(Records)
▼
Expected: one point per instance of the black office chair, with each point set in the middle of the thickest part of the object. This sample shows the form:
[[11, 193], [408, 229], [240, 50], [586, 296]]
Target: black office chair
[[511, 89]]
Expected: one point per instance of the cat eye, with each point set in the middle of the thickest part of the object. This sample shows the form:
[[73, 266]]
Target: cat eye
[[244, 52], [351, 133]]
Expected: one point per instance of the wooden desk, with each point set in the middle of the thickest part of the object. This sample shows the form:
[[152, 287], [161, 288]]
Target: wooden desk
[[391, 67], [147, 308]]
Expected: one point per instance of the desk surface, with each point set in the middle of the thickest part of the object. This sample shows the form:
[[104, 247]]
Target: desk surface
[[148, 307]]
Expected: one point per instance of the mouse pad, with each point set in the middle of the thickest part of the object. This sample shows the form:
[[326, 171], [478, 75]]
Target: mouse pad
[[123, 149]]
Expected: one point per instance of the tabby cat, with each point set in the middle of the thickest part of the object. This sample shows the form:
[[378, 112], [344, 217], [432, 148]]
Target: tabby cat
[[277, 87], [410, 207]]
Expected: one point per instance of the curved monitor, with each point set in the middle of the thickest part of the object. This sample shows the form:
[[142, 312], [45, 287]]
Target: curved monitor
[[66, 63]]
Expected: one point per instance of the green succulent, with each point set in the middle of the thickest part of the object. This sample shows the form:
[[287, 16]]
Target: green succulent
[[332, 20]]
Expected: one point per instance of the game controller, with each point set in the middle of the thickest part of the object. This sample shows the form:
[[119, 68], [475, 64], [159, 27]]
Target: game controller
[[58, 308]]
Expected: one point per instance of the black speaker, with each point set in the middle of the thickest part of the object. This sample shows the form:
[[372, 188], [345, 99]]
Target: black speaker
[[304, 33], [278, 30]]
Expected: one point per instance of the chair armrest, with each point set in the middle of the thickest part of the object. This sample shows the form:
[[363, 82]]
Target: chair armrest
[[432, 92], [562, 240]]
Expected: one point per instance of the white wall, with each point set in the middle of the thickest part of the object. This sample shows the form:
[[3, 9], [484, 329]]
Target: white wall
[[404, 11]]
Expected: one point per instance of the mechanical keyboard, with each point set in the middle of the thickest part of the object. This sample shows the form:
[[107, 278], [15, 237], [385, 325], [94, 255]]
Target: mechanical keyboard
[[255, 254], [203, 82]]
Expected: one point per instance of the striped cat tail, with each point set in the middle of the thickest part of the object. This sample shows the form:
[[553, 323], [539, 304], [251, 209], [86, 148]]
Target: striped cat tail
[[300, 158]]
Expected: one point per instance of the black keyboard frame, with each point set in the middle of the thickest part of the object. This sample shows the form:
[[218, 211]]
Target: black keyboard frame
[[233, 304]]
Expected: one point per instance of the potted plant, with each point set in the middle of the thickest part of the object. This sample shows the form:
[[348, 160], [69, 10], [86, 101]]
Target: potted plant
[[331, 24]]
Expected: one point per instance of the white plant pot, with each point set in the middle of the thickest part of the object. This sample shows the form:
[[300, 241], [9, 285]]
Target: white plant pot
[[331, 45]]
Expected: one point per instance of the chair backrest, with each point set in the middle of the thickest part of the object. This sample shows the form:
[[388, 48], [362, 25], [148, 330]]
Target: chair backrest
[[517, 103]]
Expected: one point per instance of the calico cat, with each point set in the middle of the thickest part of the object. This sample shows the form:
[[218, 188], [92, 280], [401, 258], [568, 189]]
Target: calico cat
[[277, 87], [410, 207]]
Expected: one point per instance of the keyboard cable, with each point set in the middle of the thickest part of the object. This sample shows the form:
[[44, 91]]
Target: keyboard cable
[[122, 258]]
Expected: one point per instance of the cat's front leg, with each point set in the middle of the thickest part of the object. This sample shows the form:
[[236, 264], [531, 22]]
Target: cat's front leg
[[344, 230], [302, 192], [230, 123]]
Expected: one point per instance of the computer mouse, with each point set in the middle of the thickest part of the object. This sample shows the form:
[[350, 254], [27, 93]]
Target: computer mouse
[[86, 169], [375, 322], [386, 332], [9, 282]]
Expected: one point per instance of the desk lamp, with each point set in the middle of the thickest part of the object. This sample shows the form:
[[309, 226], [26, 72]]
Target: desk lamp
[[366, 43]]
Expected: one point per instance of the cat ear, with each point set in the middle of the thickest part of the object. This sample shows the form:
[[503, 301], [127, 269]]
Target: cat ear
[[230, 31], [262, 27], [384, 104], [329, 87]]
▲
**Written task:**
Rewrite every line, starting at the line that contains "Expected: one point per instance of the keyboard" and stopping after the line that contains "[[344, 230], [302, 192], [230, 123]]". Shift each coordinate in the answers up by 60, and leave all other numbers unchanged.

**Response to this task:**
Expected: one point per instance of the keyboard cable, with each point set in the middle of the thickest part of the object. This sample shows the form:
[[44, 91]]
Target: keyboard cable
[[182, 318]]
Expected: one point per instance of the cat's front leg, with each point set in the middle of the thickest part of the object. This sample shows the form:
[[236, 264], [531, 22]]
Target: cat's front leg
[[404, 290], [362, 252], [290, 183]]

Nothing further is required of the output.